## Short exercise
Reproduce each line exactly, including spacing and punctuation.

[Annotation records]
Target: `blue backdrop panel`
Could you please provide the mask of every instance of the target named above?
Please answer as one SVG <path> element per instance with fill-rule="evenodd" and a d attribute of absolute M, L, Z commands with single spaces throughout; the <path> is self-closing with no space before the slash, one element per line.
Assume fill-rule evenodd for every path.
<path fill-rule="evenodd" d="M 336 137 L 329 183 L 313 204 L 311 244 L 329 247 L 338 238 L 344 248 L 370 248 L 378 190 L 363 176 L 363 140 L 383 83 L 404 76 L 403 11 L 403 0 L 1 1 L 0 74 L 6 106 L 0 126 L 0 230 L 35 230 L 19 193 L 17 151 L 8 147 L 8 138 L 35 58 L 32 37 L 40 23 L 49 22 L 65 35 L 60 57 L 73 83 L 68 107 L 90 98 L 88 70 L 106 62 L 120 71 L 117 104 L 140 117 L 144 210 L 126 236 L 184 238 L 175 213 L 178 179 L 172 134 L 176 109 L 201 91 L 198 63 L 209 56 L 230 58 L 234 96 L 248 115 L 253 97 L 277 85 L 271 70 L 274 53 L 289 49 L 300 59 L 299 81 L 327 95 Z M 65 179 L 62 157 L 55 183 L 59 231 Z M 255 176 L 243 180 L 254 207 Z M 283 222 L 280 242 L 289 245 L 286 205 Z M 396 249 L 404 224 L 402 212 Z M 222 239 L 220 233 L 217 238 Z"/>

## Final result
Target: `blue backdrop panel`
Could you please provide the mask of every instance of the target named above?
Please answer as one SVG <path> element per instance with fill-rule="evenodd" and a d attribute of absolute M, L, Z commands with single spaces throughout; the <path> is self-closing with no space before the slash, one element per line.
Assume fill-rule evenodd for every path.
<path fill-rule="evenodd" d="M 336 137 L 329 183 L 313 204 L 311 244 L 329 247 L 338 238 L 344 248 L 370 248 L 378 190 L 363 176 L 363 140 L 383 83 L 404 76 L 403 11 L 403 0 L 1 1 L 0 74 L 6 106 L 0 126 L 0 230 L 35 230 L 19 193 L 17 151 L 8 147 L 8 138 L 35 58 L 32 37 L 40 23 L 49 22 L 65 35 L 60 57 L 73 83 L 68 107 L 90 98 L 88 70 L 106 62 L 120 71 L 117 104 L 140 117 L 144 210 L 126 236 L 184 238 L 175 213 L 178 179 L 172 134 L 176 109 L 201 91 L 198 63 L 209 56 L 230 58 L 234 96 L 248 115 L 253 97 L 277 85 L 271 70 L 274 53 L 289 49 L 300 59 L 299 81 L 327 95 Z M 65 179 L 62 157 L 55 183 L 59 231 Z M 255 176 L 243 180 L 254 207 Z M 283 222 L 280 242 L 289 245 L 286 205 Z M 396 249 L 404 224 L 402 212 Z M 222 239 L 220 233 L 217 238 Z"/>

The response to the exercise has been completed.